----- Extracted material
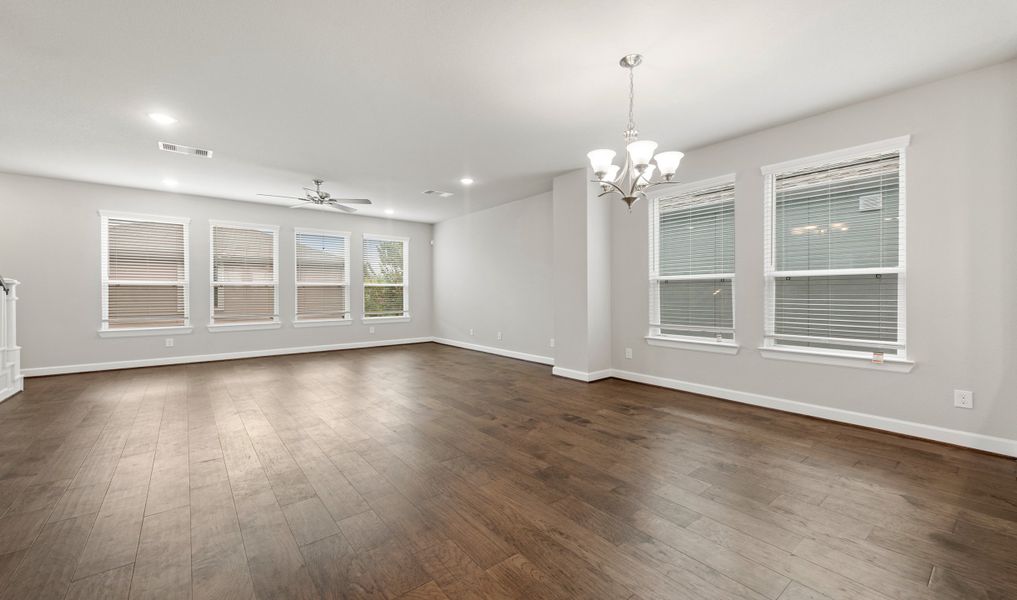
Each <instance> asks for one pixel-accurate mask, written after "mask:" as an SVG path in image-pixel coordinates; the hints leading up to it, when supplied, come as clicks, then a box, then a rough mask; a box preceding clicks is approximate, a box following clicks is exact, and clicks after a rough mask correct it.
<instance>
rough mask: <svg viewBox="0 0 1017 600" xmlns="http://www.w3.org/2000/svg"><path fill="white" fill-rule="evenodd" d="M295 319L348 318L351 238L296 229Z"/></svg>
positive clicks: (327, 233) (347, 235) (318, 231)
mask: <svg viewBox="0 0 1017 600" xmlns="http://www.w3.org/2000/svg"><path fill="white" fill-rule="evenodd" d="M295 243H296V250H295V254H296V287H297V313H296V318H297V320H298V321H299V320H321V319H347V318H349V317H350V294H349V290H350V235H349V234H347V233H330V232H319V231H311V230H297V231H296V234H295Z"/></svg>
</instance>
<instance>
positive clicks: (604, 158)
mask: <svg viewBox="0 0 1017 600" xmlns="http://www.w3.org/2000/svg"><path fill="white" fill-rule="evenodd" d="M642 62H643V56H642V55H640V54H629V55H625V56H623V57H621V60H620V61H618V64H620V65H621V66H622V67H623V68H626V69H629V125H627V126H626V127H625V130H624V132H623V133H622V137H623V138H624V140H625V142H626V144H627V145H625V163H624V165H622V166H621V167H618V166H617V165H614V164H613V161H614V157H615V156H616V155H617V153H615V152H614V151H612V149H608V148H602V149H595V151H593V152H591V153H589V154H587V157H588V158H589V159H590V166H591V167H592V168H593V173H594V176H595V177H596V178H597V179H596V180H595V181H594V182H595V183H599V184H600V187H601V189H602V190H603V191H602V192H601V193H600V196H605V195H608V194H618V195H619V196H620V197H621V199H622V200H623V201H624V202H625V204H626V205H627V206H629V209H630V211H632V206H633V203H635V202H636V200H638V199H640V198H645V197H646V191H647V190H648V189H650V188H652V187H655V186H658V185H666V184H670V183H677V182H676V181H673V179H674V174H675V173H677V171H678V163H680V162H681V158H682V157H684V154H682V153H679V152H673V151H671V152H666V153H659V154H657V155H656V156H654V153H655V152H656V151H657V142H656V141H651V140H649V139H642V140H641V139H639V130H638V129H636V117H635V108H634V107H635V104H636V83H635V71H636V67H638V66H639V65H640V64H642ZM654 163H656V164H654Z"/></svg>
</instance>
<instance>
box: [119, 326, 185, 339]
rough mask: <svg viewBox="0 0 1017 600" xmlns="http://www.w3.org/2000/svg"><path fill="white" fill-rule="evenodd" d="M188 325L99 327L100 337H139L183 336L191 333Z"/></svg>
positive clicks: (129, 337)
mask: <svg viewBox="0 0 1017 600" xmlns="http://www.w3.org/2000/svg"><path fill="white" fill-rule="evenodd" d="M193 328H194V327H192V326H190V325H173V326H169V327H123V328H119V329H99V337H100V338H141V337H144V336H183V335H185V334H189V333H191V331H192V329H193Z"/></svg>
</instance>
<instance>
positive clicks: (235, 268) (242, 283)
mask: <svg viewBox="0 0 1017 600" xmlns="http://www.w3.org/2000/svg"><path fill="white" fill-rule="evenodd" d="M278 257H279V230H278V229H277V228H275V227H270V226H257V225H234V224H222V223H213V224H212V322H213V324H228V323H259V322H276V321H278V320H279V296H278V288H279V266H278V262H279V261H278Z"/></svg>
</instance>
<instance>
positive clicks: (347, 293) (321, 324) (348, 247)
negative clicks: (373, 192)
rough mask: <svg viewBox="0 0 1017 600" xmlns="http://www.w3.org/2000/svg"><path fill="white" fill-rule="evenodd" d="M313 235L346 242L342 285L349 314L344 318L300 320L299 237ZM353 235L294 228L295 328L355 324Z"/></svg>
mask: <svg viewBox="0 0 1017 600" xmlns="http://www.w3.org/2000/svg"><path fill="white" fill-rule="evenodd" d="M302 233H303V234H311V235H325V236H333V237H340V238H344V239H345V240H346V268H345V273H346V283H344V284H341V285H344V286H346V304H347V306H346V308H347V313H346V316H345V317H343V318H304V319H301V318H298V317H299V314H298V313H297V307H298V306H299V305H298V303H297V297H298V295H299V288H300V286H301V284H300V281H299V280H297V272H298V269H297V236H299V235H300V234H302ZM352 244H353V234H351V233H350V232H348V231H334V230H327V229H315V228H312V227H295V228H293V321H292V322H293V326H295V327H327V326H332V325H343V324H349V323H352V322H353V294H352V288H353V285H352V283H351V278H350V255H351V254H352V253H353V245H352ZM303 285H304V286H308V285H310V286H314V285H319V286H321V287H331V286H334V285H335V284H303Z"/></svg>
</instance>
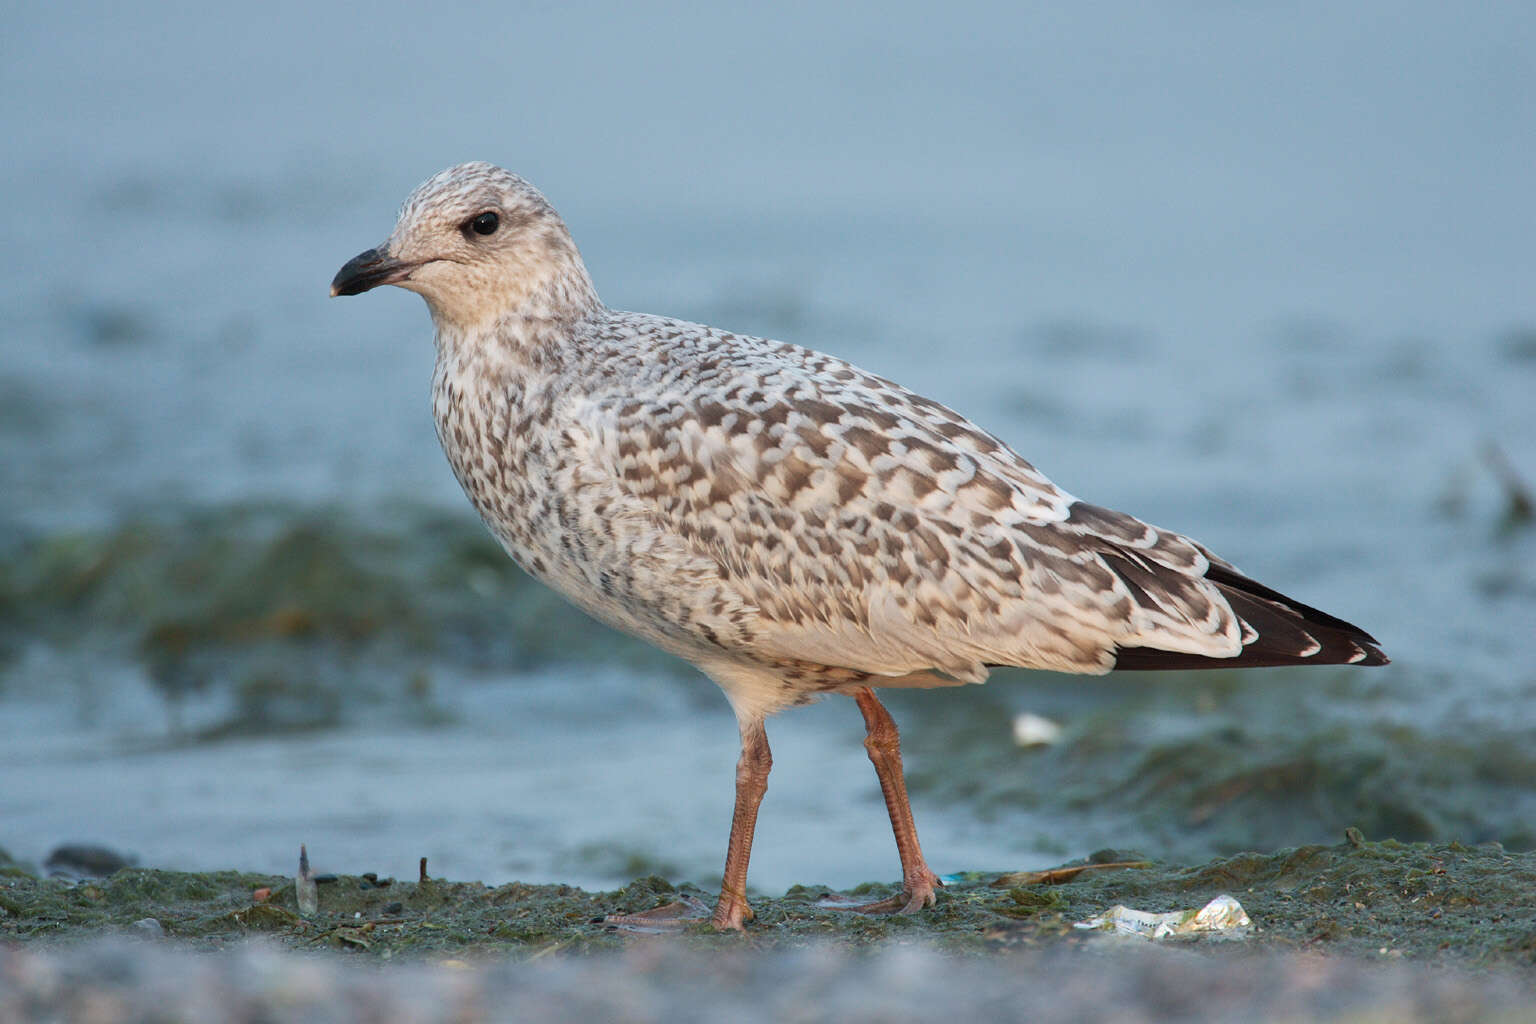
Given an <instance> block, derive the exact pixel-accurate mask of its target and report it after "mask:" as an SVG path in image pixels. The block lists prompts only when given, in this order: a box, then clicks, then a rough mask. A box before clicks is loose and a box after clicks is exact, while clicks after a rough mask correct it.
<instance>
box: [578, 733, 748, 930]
mask: <svg viewBox="0 0 1536 1024" xmlns="http://www.w3.org/2000/svg"><path fill="white" fill-rule="evenodd" d="M770 769H773V752H771V751H770V749H768V732H766V731H763V723H762V718H756V720H753V722H743V723H742V755H740V758H739V760H737V761H736V811H734V812H733V814H731V841H730V843H728V844H727V847H725V877H723V878H722V880H720V901H719V903H717V904H714V917H713V918H710V923H711V924H714V927H717V929H722V930H723V929H736V930H737V932H740V930H745V929H743V926H745V924H746V921H750V920H751V918H753V909H751V907H750V906H746V863H748V861H750V860H751V855H753V832H756V831H757V808H759V806H762V801H763V794H765V792H768V772H770ZM703 910H705V907H703V906H702V904H699V903H697V901H694V900H685V901H679V903H668V904H667V906H660V907H656V909H654V910H642V912H641V913H616V915H611V917H607V918H604V923H605V924H617V926H619V927H631V929H639V930H653V929H667V927H680V926H685V924H693V923H694V921H699V920H702V918H703Z"/></svg>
----------
#### [Action item]
Lines in the listing that include the word "accurate": how many are there? Give the number alone.

#### [Result of this task]
2